* start *
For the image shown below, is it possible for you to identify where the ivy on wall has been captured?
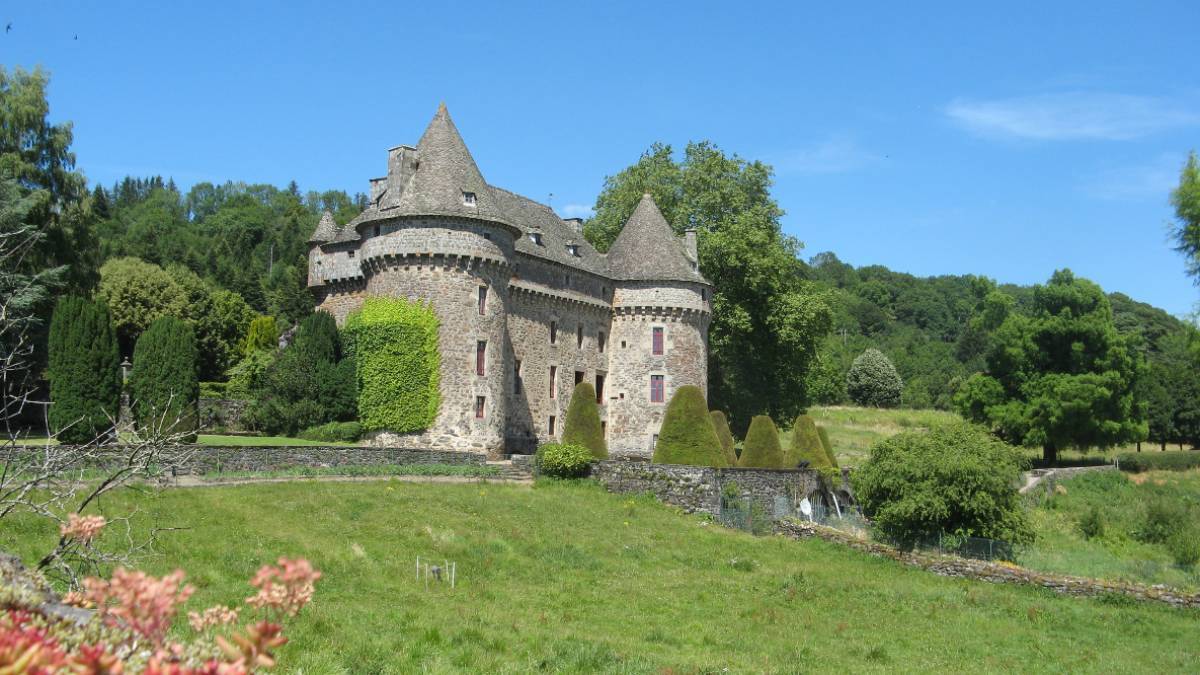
[342,297,442,432]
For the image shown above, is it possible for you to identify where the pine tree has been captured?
[654,384,730,466]
[563,382,608,459]
[130,316,200,441]
[47,295,121,443]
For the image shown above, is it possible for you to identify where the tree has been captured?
[584,142,832,430]
[852,423,1033,545]
[130,316,200,441]
[708,410,738,466]
[653,384,728,466]
[738,414,793,468]
[955,270,1147,462]
[846,350,904,408]
[563,382,608,459]
[47,295,121,444]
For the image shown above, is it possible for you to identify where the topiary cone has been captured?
[738,414,787,468]
[563,382,608,459]
[654,384,730,466]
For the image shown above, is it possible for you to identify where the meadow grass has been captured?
[0,482,1200,674]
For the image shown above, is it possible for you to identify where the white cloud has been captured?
[773,136,883,173]
[946,91,1200,141]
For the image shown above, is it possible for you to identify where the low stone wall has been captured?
[775,519,1200,608]
[592,460,822,516]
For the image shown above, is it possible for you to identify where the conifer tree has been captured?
[654,384,730,466]
[130,316,200,441]
[48,295,121,443]
[563,382,608,459]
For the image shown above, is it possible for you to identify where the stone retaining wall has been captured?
[775,519,1200,608]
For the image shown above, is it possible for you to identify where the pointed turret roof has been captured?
[308,209,337,244]
[608,192,708,283]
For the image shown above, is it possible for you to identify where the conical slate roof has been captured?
[308,209,337,244]
[608,193,708,283]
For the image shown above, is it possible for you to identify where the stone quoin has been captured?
[308,104,712,458]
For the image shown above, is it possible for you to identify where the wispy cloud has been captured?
[946,91,1200,141]
[562,204,595,217]
[773,136,883,173]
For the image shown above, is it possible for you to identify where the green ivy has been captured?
[342,297,442,434]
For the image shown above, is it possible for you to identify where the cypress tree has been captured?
[738,414,787,468]
[708,410,738,466]
[47,295,121,443]
[563,382,608,459]
[654,384,730,466]
[130,316,200,441]
[787,414,832,468]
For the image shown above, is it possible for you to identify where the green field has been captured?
[0,480,1200,674]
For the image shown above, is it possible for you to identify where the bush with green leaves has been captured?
[846,350,904,408]
[47,295,121,443]
[563,382,608,459]
[130,316,200,441]
[738,414,791,468]
[534,443,593,478]
[343,297,442,432]
[853,423,1033,545]
[708,410,738,466]
[653,384,730,466]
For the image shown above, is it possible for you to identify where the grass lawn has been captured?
[0,482,1200,674]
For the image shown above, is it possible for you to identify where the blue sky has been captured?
[9,0,1200,313]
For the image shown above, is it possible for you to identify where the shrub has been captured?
[708,410,738,466]
[1117,450,1200,473]
[654,384,730,466]
[47,295,121,443]
[563,382,608,459]
[846,350,904,408]
[534,443,592,478]
[343,298,442,432]
[786,414,832,471]
[738,414,787,468]
[130,316,200,441]
[853,423,1033,545]
[296,422,362,443]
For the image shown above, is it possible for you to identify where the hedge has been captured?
[654,384,730,466]
[343,297,442,434]
[563,382,608,459]
[1117,450,1200,473]
[738,414,791,468]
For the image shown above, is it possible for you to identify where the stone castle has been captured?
[308,106,712,456]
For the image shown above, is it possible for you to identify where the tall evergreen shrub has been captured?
[47,295,121,443]
[654,384,730,466]
[563,382,608,459]
[738,414,787,468]
[130,316,200,441]
[708,410,738,466]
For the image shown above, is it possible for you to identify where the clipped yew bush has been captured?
[563,382,608,459]
[654,384,730,466]
[708,410,738,466]
[343,297,442,432]
[738,414,788,468]
[787,414,833,470]
[47,295,121,443]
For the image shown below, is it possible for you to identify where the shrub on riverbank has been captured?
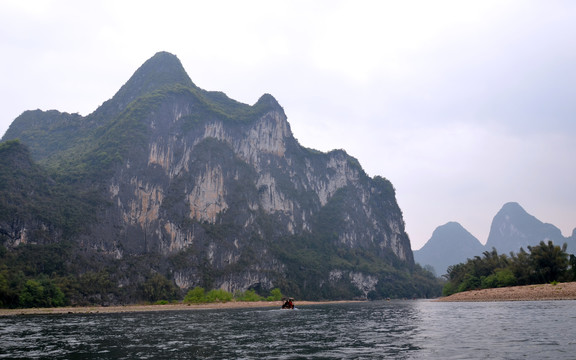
[184,286,283,304]
[442,241,576,296]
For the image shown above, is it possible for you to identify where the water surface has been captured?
[0,300,576,359]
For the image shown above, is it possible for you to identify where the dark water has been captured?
[0,301,576,359]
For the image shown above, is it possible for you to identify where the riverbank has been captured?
[0,301,360,316]
[435,282,576,302]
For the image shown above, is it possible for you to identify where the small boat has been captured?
[282,298,294,310]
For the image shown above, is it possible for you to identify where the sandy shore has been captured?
[436,282,576,301]
[0,301,360,316]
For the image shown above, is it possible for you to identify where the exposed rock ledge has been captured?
[436,282,576,301]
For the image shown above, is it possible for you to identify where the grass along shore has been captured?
[435,282,576,302]
[0,300,355,316]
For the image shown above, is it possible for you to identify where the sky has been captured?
[0,0,576,250]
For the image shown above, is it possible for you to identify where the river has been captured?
[0,300,576,360]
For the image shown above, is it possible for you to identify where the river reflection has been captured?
[0,300,576,359]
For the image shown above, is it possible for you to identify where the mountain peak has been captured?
[118,51,194,95]
[89,51,196,118]
[414,221,484,275]
[486,202,566,253]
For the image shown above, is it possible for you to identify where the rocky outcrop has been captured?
[2,53,426,297]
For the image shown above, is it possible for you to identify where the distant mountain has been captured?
[0,52,439,303]
[414,222,484,276]
[486,202,576,254]
[414,202,576,276]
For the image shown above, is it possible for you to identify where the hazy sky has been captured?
[0,0,576,249]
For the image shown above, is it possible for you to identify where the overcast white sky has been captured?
[0,0,576,249]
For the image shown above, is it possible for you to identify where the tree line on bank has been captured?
[442,241,576,296]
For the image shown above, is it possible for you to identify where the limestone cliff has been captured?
[3,53,436,298]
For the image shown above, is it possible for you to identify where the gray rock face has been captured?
[5,53,414,297]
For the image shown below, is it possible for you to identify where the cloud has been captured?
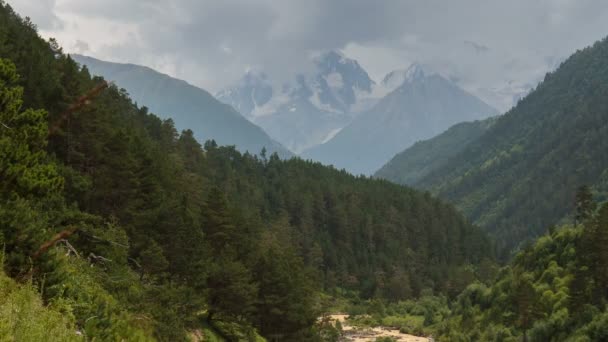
[13,0,608,108]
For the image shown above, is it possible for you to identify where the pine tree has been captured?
[0,59,63,272]
[575,185,595,223]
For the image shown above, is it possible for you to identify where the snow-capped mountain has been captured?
[216,51,375,153]
[302,64,498,175]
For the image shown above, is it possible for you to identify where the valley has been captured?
[0,0,608,342]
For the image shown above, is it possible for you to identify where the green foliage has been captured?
[435,204,608,341]
[415,35,608,254]
[374,117,497,185]
[0,271,84,342]
[0,3,492,341]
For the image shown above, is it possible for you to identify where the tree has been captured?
[592,203,608,301]
[0,59,63,271]
[575,185,596,223]
[207,257,258,322]
[513,269,537,342]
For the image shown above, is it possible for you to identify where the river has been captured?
[329,314,433,342]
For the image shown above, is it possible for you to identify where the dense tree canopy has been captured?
[0,3,491,341]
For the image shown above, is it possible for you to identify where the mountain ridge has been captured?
[71,54,293,158]
[302,64,497,175]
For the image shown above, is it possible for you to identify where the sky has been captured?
[8,0,608,109]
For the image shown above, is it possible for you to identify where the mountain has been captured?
[0,3,492,341]
[302,64,497,175]
[72,55,292,158]
[216,51,375,153]
[374,117,497,186]
[415,39,608,252]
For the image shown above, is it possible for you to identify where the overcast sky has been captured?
[8,0,608,109]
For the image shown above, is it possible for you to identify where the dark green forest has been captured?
[0,3,492,341]
[374,117,497,186]
[414,39,608,258]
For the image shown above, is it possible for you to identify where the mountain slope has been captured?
[303,65,497,174]
[0,3,491,341]
[374,117,497,185]
[216,51,374,153]
[72,55,292,158]
[416,39,608,254]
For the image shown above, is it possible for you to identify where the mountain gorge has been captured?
[0,0,608,342]
[303,64,497,175]
[374,117,498,186]
[216,51,374,153]
[0,4,492,341]
[72,55,292,158]
[378,39,608,253]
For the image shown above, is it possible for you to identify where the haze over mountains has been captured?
[376,39,608,252]
[216,51,375,153]
[217,51,497,174]
[72,54,292,158]
[303,64,498,174]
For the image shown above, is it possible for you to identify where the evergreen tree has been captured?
[575,185,595,223]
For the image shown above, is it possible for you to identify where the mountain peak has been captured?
[404,63,431,81]
[381,63,435,89]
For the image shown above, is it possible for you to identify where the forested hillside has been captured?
[374,117,497,185]
[437,189,608,341]
[0,3,491,341]
[72,55,293,158]
[415,39,608,252]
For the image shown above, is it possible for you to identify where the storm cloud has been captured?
[9,0,608,107]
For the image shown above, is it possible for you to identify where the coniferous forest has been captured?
[0,2,608,341]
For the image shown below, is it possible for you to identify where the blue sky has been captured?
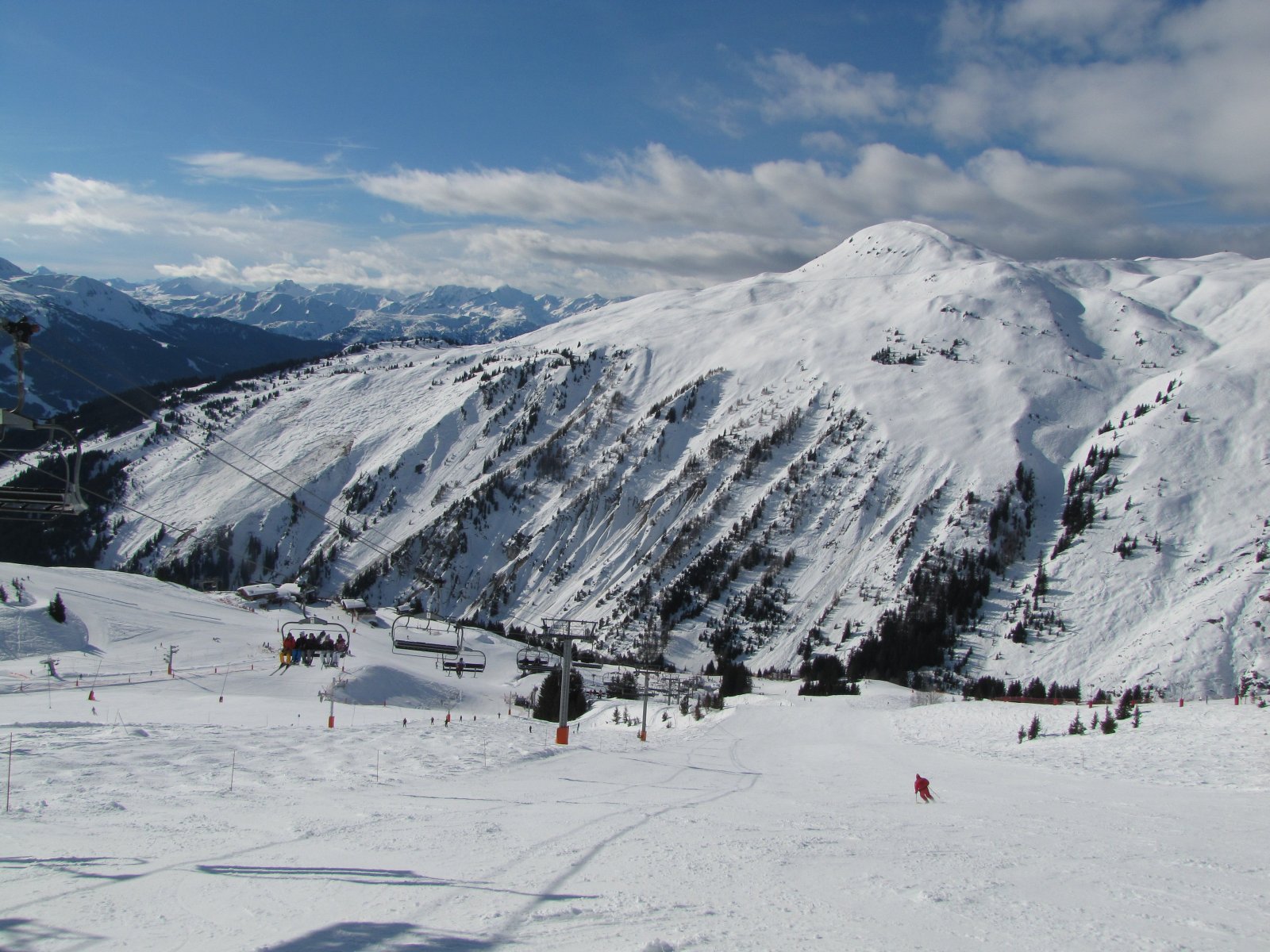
[0,0,1270,294]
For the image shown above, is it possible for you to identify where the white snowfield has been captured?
[0,563,1270,952]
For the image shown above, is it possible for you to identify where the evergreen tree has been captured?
[533,668,589,721]
[719,660,753,698]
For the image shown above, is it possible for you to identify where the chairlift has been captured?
[516,646,560,674]
[281,618,353,668]
[391,612,485,678]
[0,317,87,522]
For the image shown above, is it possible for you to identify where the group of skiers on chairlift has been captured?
[278,631,348,668]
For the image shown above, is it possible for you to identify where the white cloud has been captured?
[154,255,245,284]
[358,144,798,238]
[921,0,1270,209]
[799,131,851,155]
[176,152,343,182]
[753,51,904,122]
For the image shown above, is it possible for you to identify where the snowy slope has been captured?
[8,222,1270,696]
[0,565,1270,952]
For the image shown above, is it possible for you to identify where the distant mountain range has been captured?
[0,259,607,415]
[0,222,1270,700]
[108,278,610,344]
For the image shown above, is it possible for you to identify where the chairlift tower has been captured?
[542,618,599,744]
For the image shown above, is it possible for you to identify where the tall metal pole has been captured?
[542,618,597,744]
[639,668,652,740]
[556,637,573,744]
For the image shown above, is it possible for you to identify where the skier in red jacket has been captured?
[913,774,935,804]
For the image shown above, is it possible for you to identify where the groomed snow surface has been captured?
[0,563,1270,952]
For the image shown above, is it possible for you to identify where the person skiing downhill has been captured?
[913,774,935,804]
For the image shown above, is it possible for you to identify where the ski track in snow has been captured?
[0,565,1270,952]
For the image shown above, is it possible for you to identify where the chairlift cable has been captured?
[0,448,275,581]
[25,345,404,555]
[21,347,392,559]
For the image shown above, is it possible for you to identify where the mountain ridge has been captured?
[0,224,1270,690]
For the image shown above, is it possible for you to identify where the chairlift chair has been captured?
[516,646,560,674]
[281,618,353,670]
[392,612,464,658]
[0,317,87,520]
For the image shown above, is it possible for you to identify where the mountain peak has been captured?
[794,221,997,278]
[269,278,314,297]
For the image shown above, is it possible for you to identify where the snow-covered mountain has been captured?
[0,259,335,416]
[127,278,608,344]
[0,222,1270,694]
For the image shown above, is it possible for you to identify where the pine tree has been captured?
[533,668,589,721]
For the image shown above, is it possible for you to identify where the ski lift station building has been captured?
[235,582,279,605]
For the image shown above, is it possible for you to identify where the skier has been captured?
[913,774,935,804]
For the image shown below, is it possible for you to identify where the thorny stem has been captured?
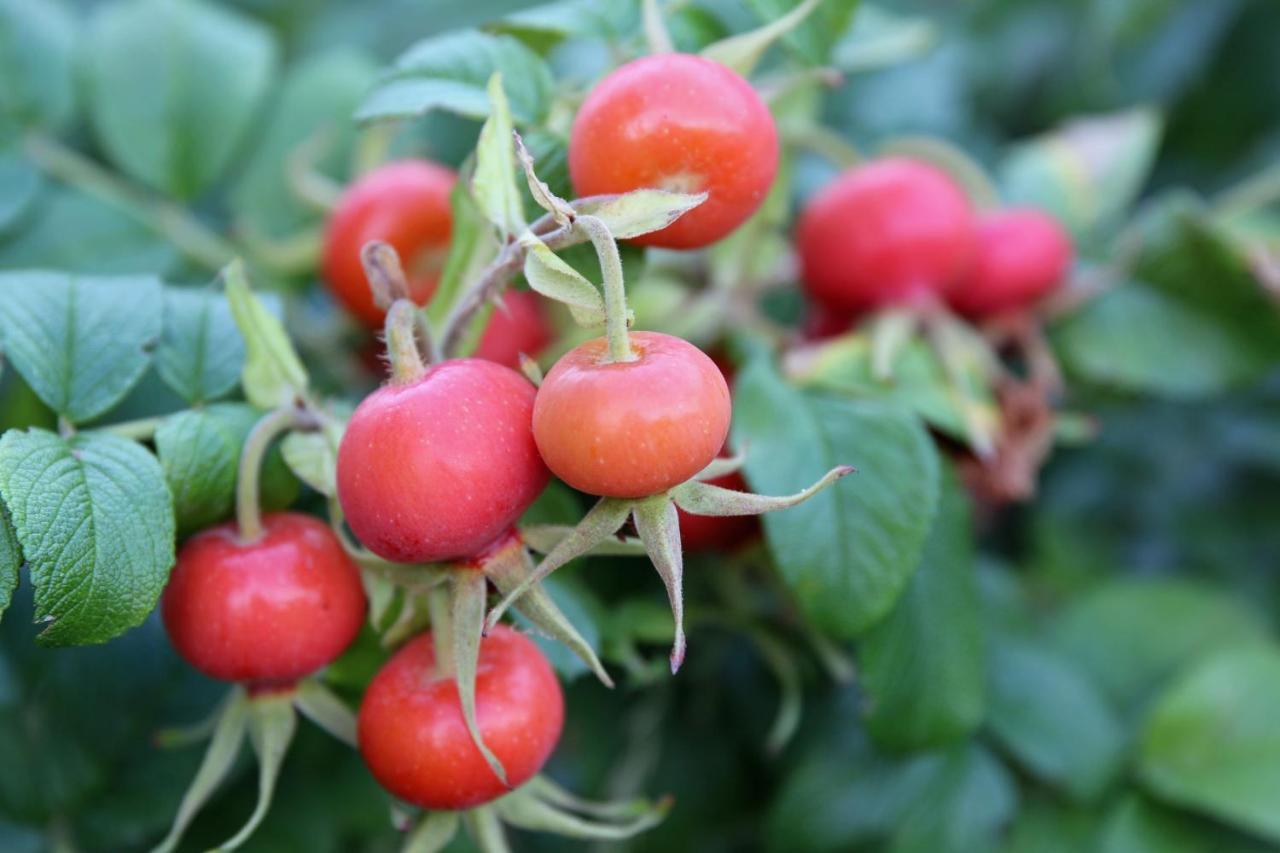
* end *
## SHORT TASK
Reproduce verbatim the entries that begin with the line containing "white sky has been captured?" and continue through the line containing "[3,53,436,298]", including both of those lines.

## FINISHED EXERCISE
For the image shown above, is it possible for you to identify where the overcast white sky has been captured?
[0,0,576,249]
For the image shown above, is it possible for you to identify where the tree line on bank has been captured?
[442,241,576,296]
For the image shown above, is it possible for you to identify where the limestone cliff has been captured?
[3,53,436,298]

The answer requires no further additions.